▶ VORGEGEBENER TEXTAUSZUG:
↓↓↓

Ein Poloshirt für 4,50 Euro (C&A) passt nicht mit anständigen Arbeitsbedingungen und gerechten Löhnen zusammen.
   Ein anderes Beispiel, wie mit Kunden umgegangen wird: Beim Maßanfertiger Dolzer stieg der Preis für eine Hose innerhalb von etwa 10 Jahren auf das Doppelte, obwohl die Produktion aus Deutschland fort verlegt worden war. Löhne und Gehälter der Kunden stiegen in diesen zehn Jahren aber kaum. Das passt gleich zweimal nicht zusammen:
  1. 1. kann sich der Kunde dann eben nur halb so viele Hosen leisten, was sich bei der Firma auf den Umsatz auswirken dürfte.
  2. 2.wären bei einer Fertigung in Deutschland die Lohnkosten nicht so gestiegen.
Also womit wird der verdoppelte Preis gerechtfertigt?

↑↑↑

▶ Einträge mit Zeigepunkten zu beschrifteten Objekten:
↓↓↓

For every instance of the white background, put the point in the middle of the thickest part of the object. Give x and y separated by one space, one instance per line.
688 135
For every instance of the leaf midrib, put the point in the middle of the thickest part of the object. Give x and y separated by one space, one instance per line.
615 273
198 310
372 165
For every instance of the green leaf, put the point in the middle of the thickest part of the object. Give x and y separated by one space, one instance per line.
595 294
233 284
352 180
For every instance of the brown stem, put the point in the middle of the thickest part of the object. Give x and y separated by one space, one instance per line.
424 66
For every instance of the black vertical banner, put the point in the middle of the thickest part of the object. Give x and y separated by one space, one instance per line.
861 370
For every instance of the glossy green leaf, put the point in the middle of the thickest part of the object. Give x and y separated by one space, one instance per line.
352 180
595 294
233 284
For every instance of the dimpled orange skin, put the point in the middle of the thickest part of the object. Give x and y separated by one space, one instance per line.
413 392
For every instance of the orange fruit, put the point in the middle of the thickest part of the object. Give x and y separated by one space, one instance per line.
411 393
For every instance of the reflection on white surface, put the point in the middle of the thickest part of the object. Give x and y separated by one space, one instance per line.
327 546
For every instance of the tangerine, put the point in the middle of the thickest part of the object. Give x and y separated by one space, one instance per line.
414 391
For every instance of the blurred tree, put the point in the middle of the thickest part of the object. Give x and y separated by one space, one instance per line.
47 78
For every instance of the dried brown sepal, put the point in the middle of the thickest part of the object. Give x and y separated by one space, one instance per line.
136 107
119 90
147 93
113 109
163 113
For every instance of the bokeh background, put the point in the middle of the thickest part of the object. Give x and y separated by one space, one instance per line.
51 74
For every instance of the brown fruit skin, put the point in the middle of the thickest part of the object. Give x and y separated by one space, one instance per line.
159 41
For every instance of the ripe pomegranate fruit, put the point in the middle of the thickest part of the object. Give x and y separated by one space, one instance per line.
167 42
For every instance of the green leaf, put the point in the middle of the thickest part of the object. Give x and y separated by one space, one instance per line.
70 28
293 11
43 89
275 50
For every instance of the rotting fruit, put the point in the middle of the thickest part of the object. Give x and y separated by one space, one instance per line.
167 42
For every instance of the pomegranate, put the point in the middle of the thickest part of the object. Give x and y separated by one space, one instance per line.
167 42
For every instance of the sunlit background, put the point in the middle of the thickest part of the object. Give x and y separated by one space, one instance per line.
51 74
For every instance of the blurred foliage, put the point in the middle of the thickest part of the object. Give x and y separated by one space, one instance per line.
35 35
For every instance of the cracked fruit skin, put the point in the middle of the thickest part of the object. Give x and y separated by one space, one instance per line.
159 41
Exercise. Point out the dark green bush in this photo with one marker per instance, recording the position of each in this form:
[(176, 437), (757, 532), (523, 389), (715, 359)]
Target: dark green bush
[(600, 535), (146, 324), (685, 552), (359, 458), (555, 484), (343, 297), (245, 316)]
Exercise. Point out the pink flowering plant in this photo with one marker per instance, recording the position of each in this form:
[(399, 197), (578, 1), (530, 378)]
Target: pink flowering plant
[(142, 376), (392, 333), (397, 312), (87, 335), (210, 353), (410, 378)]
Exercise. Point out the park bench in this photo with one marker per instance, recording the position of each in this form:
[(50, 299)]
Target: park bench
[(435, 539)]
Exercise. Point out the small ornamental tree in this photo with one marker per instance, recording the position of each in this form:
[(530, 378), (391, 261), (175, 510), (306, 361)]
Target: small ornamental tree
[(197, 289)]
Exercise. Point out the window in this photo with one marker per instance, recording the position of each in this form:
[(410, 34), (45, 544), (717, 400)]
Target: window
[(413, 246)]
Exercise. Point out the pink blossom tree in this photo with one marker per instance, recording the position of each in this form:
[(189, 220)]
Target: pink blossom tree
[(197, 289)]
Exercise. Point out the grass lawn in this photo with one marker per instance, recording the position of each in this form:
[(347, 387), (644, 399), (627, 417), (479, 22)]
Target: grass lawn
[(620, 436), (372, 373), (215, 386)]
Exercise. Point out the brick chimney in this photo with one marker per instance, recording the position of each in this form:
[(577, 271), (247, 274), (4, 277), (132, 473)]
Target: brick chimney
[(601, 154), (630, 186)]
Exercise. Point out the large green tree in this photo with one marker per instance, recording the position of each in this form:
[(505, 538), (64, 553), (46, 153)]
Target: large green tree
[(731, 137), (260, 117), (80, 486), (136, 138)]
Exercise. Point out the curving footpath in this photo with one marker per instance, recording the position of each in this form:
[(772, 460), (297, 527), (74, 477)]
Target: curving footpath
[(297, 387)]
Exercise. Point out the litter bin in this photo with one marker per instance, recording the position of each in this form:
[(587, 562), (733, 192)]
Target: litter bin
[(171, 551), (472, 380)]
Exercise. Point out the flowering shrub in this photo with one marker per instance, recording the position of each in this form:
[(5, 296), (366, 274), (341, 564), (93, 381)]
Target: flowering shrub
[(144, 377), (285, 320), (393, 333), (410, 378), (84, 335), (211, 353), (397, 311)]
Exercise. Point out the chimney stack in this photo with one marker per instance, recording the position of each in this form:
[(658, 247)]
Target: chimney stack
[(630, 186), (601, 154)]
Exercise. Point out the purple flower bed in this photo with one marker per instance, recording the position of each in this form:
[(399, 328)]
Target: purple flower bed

↑↑↑

▶ AUFGABENSTELLUNG:
(a) Schreiben Sie bitte aus dem Textauszug die Stelle zwischen „Ein anderes Beispiel, wie“ und „Umsatz auswirken dürfte.“ einschließlich dieser beiden Stellen genau ab.
(b) Nennen Sie alle Wörter im Textauszug, die „Lohn“ oder „Löhne“ als Bestandteil enthalten.
Für die Aufgaben werden die Zeilen nicht gebraucht.

▶ LÖSUNGEN IN REIHENFOLGE:
(a)
Ein anderes Beispiel, wie mit Kunden umgegangen wird: Beim Maßanfertiger Dolzer stieg der Preis für eine Hose innerhalb von etwa 10 Jahren auf das Doppelte, obwohl die Produktion aus Deutschland fort verlegt worden war. Löhne und Gehälter der Kunden stiegen in diesen zehn Jahren aber kaum. Das passt gleich zweimal nicht zusammen:
  1. 1. kann sich der Kunde dann eben nur halb so viele Hosen leisten, was sich bei der Firma auf den Umsatz auswirken dürfte.

(b) Löhnen, Löhne, Lohnkosten